Write out only the tail of the records, beginning at the line containing "containing the patterned" and including the last line, exactly as written.
═════ Source data ═════
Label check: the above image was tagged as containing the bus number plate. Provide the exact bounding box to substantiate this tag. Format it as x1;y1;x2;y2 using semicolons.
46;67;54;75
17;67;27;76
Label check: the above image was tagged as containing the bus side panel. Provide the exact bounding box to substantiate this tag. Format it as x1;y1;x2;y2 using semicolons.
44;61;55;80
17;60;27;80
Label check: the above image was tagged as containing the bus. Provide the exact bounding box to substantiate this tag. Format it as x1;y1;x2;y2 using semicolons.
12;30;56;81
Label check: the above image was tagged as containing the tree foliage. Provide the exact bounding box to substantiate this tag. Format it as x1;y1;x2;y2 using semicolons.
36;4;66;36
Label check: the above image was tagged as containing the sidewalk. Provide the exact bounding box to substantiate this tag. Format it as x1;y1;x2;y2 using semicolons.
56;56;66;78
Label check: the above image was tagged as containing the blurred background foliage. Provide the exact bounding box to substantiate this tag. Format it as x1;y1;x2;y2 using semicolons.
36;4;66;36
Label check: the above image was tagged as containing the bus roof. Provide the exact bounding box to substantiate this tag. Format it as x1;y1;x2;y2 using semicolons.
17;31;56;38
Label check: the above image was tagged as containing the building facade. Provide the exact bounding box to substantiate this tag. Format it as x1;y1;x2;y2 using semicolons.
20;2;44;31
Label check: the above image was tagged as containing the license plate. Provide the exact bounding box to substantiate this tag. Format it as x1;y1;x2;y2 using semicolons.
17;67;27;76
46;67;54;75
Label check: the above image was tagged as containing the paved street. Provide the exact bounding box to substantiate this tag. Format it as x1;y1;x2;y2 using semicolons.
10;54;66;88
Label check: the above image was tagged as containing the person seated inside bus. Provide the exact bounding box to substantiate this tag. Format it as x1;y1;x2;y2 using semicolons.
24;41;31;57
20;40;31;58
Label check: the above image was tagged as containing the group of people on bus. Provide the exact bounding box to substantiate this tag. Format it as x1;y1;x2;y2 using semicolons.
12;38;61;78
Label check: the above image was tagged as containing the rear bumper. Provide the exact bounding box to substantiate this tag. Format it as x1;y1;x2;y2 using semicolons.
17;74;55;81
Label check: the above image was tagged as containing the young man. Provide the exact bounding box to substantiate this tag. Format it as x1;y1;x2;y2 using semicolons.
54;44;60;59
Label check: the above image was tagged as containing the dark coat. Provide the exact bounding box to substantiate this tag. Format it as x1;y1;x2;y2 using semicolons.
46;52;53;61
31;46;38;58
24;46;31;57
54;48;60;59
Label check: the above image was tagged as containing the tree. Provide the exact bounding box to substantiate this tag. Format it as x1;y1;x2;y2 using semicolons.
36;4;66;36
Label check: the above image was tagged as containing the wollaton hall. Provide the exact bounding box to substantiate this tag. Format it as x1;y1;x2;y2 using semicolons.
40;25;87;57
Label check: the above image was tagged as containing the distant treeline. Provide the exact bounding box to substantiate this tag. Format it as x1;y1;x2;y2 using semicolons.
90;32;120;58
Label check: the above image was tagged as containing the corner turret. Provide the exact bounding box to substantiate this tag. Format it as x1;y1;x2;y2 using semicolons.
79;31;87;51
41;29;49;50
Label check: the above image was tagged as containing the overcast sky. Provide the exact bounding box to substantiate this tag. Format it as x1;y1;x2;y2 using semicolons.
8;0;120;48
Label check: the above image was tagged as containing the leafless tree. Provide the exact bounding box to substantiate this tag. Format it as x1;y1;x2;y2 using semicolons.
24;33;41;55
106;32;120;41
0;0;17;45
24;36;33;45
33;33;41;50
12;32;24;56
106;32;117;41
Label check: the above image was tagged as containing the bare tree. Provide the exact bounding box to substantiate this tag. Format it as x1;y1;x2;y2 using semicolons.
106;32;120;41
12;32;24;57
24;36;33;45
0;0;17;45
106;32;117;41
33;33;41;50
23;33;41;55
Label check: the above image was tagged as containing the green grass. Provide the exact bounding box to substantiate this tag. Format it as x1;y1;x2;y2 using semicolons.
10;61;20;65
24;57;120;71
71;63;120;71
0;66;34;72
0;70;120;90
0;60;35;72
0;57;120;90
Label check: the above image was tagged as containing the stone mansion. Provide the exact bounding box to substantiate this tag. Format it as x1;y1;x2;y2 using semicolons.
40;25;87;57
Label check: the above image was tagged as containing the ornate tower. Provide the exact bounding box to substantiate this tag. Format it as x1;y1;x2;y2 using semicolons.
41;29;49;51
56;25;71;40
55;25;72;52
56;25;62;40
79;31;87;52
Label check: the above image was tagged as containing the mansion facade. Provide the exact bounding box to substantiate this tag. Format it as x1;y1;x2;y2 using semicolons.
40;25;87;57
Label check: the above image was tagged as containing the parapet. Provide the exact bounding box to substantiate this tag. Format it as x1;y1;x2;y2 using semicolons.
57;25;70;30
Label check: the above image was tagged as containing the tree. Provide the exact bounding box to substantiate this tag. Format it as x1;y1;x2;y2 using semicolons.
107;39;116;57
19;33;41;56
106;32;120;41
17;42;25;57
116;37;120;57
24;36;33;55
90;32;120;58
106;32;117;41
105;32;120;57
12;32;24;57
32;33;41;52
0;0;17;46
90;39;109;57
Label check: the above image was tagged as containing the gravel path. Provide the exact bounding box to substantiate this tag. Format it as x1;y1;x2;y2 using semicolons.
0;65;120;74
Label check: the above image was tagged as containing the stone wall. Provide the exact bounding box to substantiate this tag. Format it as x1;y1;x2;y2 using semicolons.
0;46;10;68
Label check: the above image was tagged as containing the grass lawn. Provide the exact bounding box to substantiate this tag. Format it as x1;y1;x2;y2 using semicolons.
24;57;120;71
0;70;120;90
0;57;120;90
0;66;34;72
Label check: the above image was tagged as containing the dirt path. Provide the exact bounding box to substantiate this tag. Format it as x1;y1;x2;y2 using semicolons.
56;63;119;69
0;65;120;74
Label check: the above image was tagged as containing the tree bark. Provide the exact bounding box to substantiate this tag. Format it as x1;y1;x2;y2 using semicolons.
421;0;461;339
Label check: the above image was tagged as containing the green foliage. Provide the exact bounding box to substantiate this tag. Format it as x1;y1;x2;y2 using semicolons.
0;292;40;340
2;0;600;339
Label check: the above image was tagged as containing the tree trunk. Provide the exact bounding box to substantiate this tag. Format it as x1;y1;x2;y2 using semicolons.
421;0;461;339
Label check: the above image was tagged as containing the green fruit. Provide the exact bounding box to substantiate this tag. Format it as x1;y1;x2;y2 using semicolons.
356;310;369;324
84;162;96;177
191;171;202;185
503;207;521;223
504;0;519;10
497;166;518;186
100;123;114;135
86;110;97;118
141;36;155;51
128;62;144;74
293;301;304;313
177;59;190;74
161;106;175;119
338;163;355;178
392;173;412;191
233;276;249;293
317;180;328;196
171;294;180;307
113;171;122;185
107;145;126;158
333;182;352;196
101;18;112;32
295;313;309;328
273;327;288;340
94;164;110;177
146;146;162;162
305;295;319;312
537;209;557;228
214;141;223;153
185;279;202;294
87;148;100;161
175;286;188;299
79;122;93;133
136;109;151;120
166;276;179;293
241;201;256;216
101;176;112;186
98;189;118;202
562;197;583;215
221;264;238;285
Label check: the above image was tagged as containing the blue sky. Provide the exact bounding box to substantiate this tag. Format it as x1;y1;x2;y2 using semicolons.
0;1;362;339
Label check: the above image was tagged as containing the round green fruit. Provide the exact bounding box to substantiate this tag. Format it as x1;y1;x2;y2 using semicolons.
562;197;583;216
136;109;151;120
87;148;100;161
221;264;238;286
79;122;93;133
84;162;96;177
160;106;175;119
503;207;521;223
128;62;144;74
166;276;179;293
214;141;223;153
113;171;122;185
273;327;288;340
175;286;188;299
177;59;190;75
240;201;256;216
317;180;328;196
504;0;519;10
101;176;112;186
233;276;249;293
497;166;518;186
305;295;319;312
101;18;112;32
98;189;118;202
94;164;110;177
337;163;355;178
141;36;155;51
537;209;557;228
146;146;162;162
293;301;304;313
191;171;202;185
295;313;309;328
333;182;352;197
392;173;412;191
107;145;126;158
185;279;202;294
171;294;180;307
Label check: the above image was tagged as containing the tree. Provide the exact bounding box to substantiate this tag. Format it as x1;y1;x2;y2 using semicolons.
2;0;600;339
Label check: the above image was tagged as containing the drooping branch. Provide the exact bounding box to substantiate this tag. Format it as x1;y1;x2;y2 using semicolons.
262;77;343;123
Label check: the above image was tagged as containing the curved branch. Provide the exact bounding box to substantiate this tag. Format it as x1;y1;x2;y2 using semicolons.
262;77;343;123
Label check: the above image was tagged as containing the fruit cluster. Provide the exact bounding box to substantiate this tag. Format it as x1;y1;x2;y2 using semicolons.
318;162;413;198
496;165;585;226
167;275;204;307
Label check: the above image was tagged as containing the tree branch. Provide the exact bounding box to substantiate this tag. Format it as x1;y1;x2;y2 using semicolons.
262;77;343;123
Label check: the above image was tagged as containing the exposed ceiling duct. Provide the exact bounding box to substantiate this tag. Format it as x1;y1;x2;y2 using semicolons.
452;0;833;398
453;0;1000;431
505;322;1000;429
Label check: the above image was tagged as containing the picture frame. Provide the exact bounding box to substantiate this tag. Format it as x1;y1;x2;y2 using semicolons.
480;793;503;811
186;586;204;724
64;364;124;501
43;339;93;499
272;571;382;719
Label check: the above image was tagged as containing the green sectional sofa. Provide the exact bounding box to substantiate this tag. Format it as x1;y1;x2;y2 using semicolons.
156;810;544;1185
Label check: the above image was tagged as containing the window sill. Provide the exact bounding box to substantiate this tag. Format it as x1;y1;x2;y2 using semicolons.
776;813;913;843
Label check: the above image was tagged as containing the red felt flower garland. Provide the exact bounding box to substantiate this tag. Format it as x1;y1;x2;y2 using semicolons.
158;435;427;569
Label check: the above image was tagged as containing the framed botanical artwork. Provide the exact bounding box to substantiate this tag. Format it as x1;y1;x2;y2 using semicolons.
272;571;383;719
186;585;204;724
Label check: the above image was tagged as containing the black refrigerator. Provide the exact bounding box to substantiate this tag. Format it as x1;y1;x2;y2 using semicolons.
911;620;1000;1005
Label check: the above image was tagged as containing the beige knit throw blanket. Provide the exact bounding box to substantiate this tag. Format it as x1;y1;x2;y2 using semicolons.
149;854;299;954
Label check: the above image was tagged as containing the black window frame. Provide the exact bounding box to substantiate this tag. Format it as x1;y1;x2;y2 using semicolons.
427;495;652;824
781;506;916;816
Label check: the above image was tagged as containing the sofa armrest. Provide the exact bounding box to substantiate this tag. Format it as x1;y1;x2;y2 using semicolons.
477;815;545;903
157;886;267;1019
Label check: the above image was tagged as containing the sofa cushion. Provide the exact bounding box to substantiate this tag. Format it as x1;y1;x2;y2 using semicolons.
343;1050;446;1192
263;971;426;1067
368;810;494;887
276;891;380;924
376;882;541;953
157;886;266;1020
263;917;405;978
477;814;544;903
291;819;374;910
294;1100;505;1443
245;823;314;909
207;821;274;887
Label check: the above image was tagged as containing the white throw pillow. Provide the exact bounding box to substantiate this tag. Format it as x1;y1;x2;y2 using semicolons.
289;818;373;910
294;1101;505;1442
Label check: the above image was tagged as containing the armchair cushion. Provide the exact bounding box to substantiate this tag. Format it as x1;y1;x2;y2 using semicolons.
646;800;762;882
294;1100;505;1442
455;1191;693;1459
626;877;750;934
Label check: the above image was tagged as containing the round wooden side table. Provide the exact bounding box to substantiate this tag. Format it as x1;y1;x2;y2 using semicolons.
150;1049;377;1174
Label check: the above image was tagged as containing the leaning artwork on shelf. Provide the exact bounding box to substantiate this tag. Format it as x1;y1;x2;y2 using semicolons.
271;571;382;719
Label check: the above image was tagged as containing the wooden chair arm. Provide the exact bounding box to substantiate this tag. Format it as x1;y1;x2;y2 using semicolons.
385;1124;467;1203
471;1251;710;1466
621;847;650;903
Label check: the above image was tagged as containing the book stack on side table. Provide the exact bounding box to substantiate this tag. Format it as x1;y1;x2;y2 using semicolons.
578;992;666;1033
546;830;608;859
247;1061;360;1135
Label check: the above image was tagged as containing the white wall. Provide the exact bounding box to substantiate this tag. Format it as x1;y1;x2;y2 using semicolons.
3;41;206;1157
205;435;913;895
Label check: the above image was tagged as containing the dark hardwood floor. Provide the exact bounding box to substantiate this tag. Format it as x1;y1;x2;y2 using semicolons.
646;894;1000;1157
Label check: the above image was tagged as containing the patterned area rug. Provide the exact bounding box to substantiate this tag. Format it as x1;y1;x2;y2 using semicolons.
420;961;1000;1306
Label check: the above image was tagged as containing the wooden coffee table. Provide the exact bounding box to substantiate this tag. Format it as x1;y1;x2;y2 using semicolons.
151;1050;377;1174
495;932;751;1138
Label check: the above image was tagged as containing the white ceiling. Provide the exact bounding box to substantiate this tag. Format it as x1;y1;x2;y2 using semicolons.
═════
Expected output:
Label check: the above image was tagged as containing the patterned area rug. Provide the exact bounding box to substantiate this tag. Format it as x1;y1;x2;y2 using semicolons.
420;961;1000;1306
Label check: the above image was tagged as containing the wooden coffee table. Provide the exact bounding box to substantiate this tag. Format it as x1;y1;x2;y2 using semicolons.
151;1050;377;1174
495;932;751;1138
Label check: the above image was tagged as containing the white ceiling. Provide the exact bounding box to substantiate this tag. Format it as x1;y1;x2;y2 using semicolons.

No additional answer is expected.